Page extract:
==========

Researchers across the world are working round the clock to find cures and a vaccine for the potent SARS-CoV-2 coronavirus which causes COVID-19. One of the biggest challenges that the researchers face is the prevention of the pathogen's reproduction. However, a new study by researchers from the University of Lübeck could aid in the development of drugs that can target the protein that regulates the virus' replication.
Through the study, the authors decoded the three-dimensional (3D) architecture of the key protease of the highly infectious disease using X-ray light from the BESSY II facility in Berlin. A concentrated examination of the protein's 3D architecture will enable the development of drugs that can impede the virus' reproduction.
Using BESSY II to decode the 3D architecture
A crucial protein is involved in the multiplication of the lethal virus — the viral main protease, which is also known as 3CLpro or Mpro. "An attractive drug target among coronaviruses is the main protease (Mpro, 3CLpro), due to its essential role in processing the polyproteins that are translated from the viral RNA," the authors wrote.

==========

Given records:

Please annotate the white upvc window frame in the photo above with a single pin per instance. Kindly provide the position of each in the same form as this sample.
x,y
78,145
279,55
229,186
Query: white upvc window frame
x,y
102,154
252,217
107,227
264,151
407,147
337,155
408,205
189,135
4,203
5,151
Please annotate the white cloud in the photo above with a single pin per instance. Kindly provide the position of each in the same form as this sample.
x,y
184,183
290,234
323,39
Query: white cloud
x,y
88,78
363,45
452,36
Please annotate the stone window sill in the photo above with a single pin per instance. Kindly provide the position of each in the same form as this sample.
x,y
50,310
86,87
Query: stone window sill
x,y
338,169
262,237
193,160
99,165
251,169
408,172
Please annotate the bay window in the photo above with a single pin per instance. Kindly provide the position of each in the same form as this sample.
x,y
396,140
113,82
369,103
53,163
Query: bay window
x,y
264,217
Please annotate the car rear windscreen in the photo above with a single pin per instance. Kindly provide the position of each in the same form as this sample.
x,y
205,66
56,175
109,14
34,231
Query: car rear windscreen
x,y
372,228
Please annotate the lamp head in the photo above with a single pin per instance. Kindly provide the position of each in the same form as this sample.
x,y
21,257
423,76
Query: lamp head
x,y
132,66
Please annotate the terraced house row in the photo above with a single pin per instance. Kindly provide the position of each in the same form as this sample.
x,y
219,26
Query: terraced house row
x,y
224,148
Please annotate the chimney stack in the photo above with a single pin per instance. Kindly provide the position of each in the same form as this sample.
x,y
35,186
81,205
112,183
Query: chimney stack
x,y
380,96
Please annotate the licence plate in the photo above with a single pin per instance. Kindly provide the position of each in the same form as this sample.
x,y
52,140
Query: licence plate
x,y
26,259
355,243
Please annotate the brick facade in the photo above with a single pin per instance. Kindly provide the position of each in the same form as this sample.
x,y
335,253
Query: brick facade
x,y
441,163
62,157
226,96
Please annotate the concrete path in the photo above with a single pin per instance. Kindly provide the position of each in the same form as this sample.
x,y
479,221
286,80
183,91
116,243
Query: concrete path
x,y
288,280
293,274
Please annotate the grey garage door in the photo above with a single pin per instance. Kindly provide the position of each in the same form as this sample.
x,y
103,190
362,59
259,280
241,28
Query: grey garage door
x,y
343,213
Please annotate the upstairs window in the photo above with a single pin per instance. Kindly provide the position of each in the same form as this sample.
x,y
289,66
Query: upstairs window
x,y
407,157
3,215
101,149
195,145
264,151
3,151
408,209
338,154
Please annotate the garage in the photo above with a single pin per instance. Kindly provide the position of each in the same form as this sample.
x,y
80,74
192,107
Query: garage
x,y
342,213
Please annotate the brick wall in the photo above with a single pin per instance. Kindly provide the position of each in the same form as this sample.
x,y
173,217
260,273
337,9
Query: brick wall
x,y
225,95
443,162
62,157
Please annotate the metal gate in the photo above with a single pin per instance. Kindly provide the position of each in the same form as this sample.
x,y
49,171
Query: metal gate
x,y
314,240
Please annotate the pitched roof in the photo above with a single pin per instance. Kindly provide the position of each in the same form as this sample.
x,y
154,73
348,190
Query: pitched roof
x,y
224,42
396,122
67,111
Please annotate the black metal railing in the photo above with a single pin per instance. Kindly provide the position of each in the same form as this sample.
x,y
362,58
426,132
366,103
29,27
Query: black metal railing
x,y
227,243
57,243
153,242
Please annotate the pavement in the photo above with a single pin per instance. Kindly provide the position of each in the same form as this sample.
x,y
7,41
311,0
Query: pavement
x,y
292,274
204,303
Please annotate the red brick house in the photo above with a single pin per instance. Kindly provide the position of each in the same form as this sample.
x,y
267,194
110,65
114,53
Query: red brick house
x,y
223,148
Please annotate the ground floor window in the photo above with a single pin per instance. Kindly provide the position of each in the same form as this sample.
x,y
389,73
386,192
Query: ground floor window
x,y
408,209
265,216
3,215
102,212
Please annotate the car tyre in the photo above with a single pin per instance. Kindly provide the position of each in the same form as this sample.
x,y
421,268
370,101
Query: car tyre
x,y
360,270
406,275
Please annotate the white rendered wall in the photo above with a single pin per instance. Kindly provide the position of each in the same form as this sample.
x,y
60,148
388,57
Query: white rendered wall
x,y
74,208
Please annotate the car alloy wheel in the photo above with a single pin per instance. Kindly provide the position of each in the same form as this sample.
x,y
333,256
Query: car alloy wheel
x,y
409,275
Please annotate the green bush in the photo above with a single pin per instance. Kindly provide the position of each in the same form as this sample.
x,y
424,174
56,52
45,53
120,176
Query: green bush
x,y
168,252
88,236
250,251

==========

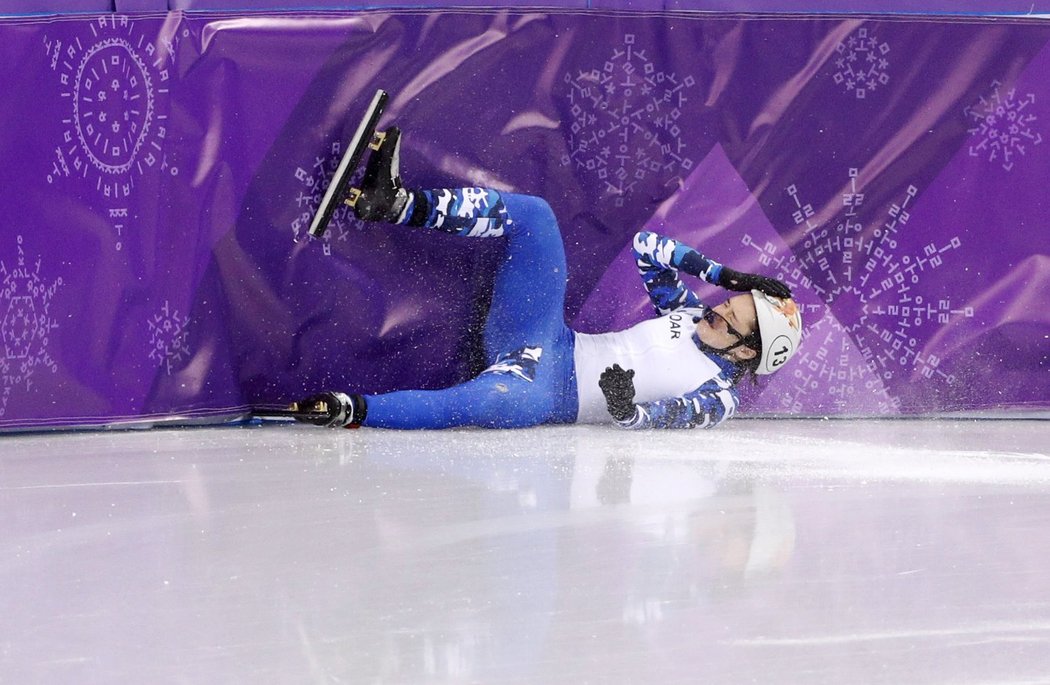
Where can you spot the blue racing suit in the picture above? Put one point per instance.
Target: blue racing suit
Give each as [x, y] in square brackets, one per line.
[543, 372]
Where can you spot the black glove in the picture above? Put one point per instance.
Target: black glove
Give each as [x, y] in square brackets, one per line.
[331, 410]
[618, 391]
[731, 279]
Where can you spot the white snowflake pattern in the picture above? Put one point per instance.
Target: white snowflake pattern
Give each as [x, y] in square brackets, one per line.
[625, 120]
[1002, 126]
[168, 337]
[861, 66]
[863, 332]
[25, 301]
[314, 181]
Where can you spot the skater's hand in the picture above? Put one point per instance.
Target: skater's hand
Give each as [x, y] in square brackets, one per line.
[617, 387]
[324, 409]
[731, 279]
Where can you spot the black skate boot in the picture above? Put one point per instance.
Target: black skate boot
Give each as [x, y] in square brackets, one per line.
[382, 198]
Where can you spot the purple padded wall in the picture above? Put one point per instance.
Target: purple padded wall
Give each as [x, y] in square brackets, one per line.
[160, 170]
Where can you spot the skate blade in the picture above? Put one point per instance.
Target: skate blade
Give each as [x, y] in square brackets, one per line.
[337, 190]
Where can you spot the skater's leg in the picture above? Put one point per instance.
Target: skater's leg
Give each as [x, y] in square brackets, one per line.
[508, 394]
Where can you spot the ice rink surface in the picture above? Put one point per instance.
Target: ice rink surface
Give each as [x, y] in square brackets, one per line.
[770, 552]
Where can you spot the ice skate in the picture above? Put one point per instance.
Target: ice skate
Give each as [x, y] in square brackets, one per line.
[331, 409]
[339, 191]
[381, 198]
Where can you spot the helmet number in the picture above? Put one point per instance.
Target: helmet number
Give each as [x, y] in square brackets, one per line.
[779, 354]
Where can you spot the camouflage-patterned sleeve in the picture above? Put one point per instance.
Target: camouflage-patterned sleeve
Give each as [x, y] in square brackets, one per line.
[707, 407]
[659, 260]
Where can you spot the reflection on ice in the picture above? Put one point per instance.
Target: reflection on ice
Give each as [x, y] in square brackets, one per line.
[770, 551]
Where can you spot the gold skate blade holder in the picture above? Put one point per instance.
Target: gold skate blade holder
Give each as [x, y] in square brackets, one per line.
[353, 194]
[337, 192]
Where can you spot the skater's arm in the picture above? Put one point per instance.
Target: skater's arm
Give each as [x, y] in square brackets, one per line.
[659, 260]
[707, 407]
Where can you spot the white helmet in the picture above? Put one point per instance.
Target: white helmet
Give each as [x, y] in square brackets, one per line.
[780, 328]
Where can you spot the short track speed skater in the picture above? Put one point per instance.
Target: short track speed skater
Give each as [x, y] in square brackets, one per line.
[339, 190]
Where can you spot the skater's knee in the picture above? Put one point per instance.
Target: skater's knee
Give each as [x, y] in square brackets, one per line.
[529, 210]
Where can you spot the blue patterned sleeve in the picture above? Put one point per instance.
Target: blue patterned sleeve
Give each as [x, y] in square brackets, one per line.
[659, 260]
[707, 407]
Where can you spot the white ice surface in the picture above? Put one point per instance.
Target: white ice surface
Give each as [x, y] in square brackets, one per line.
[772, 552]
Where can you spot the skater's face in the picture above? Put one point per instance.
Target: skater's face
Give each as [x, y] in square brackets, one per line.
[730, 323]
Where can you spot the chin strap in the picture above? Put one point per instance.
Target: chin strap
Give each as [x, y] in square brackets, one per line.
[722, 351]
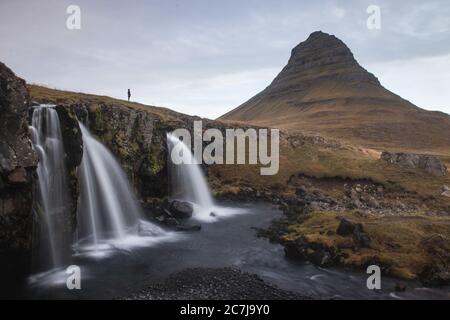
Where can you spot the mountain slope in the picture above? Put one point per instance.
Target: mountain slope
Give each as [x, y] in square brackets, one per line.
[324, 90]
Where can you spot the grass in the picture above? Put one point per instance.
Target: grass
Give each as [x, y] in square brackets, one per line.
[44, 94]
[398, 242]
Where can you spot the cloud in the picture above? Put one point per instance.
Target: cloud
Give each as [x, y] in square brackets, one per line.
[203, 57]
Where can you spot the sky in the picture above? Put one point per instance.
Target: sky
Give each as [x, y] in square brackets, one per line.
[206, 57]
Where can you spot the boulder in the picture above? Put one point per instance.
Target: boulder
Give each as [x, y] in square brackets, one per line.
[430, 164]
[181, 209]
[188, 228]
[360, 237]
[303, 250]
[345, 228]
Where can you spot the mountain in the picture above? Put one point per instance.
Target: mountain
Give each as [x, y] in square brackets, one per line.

==========

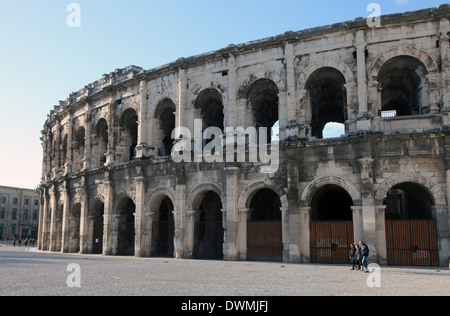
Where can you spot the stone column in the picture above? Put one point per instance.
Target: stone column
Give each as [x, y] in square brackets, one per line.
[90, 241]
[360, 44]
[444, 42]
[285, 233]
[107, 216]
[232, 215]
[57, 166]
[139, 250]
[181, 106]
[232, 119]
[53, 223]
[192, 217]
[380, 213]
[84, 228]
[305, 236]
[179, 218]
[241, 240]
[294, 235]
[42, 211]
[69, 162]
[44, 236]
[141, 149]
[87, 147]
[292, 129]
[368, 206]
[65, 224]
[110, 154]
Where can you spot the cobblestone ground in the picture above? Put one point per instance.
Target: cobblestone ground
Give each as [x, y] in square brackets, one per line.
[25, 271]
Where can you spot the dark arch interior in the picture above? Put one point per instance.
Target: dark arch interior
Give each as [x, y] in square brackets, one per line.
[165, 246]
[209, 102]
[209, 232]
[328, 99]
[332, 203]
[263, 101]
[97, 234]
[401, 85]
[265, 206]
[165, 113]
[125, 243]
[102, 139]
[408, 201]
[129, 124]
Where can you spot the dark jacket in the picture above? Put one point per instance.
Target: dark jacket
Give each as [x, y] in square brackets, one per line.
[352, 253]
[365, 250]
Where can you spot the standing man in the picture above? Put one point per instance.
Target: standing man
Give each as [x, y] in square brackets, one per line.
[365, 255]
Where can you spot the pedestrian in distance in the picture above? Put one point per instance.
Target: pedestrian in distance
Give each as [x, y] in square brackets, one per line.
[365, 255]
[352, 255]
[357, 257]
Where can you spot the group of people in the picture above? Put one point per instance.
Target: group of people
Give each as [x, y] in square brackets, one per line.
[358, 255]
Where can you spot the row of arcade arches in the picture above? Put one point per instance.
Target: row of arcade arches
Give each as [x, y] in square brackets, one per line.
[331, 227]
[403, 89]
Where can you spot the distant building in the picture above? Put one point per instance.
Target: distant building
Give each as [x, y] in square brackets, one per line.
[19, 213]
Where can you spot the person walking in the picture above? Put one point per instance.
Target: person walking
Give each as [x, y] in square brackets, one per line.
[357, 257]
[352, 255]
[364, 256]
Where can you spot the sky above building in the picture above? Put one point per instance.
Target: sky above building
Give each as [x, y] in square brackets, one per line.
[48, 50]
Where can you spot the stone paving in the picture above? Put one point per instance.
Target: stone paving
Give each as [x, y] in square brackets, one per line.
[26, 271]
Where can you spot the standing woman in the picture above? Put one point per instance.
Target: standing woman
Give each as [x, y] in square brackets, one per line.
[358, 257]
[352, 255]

==========

Task directions:
Copy the passage of the coronavirus protease article from "Researchers across the" up to and including "the virus' replication.", word for word.

Answer for this exercise:
Researchers across the world are working round the clock to find cures and a vaccine for the potent SARS-CoV-2 coronavirus which causes COVID-19. One of the biggest challenges that the researchers face is the prevention of the pathogen's reproduction. However, a new study by researchers from the University of Lübeck could aid in the development of drugs that can target the protein that regulates the virus' replication.